Data listing:
[BEGIN]

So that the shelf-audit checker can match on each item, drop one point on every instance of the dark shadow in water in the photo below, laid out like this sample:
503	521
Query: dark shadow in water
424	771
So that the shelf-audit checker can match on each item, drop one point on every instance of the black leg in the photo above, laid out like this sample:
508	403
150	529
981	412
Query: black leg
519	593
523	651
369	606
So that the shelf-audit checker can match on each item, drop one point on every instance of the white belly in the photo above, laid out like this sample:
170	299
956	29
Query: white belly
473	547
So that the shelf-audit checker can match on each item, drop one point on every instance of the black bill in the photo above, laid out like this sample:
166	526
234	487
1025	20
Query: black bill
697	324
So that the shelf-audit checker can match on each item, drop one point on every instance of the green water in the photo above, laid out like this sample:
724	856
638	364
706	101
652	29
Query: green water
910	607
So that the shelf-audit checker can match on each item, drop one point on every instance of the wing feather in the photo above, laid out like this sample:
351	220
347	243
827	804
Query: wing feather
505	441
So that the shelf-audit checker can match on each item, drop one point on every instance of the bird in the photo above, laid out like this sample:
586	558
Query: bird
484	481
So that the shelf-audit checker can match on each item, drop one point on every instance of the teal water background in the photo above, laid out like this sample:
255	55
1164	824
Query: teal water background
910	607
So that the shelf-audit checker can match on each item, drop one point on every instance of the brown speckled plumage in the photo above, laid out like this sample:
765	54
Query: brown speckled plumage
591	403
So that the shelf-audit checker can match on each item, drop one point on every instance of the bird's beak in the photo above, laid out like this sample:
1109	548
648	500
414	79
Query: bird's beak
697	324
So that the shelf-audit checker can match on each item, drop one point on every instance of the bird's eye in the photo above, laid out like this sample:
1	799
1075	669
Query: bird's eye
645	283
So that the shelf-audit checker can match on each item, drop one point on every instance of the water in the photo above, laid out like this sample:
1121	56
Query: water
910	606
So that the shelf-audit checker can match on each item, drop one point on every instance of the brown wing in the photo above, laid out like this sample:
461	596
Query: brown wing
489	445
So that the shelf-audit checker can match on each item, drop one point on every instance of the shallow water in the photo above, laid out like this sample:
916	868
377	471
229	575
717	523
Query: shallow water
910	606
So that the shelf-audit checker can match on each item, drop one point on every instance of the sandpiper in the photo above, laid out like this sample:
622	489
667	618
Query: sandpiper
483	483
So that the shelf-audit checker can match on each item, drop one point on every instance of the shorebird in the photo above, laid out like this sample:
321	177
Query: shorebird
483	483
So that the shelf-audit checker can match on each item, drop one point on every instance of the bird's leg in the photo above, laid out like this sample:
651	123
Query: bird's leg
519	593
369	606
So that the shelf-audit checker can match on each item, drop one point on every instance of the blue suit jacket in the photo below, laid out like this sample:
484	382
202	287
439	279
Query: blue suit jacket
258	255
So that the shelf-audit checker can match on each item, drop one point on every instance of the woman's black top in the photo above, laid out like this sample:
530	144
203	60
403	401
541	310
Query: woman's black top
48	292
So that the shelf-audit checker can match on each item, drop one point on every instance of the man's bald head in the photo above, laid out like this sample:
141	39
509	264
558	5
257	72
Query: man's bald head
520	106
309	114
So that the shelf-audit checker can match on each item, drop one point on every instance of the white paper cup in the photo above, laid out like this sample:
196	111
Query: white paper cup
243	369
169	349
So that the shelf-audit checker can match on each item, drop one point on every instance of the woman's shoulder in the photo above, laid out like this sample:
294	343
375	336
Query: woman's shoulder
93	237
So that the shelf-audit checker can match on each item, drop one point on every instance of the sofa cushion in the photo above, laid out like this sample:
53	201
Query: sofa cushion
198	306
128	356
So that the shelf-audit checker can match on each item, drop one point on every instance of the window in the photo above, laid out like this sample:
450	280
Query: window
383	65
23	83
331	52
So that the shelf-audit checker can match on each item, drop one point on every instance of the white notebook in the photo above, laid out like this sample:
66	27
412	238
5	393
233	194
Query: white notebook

[END]

Stated problem: Reproduce the data from the line containing "the white notebook" through the end of the data, putting "spiral notebook" in place of "white notebook" and changing nothing else.

Answer in full:
So that the shelf-audit checker can match on each item, drop one point on every instance of the spiral notebook in the photo above, laid out like this sample:
66	27
412	238
5	393
233	194
Query: spiral notebook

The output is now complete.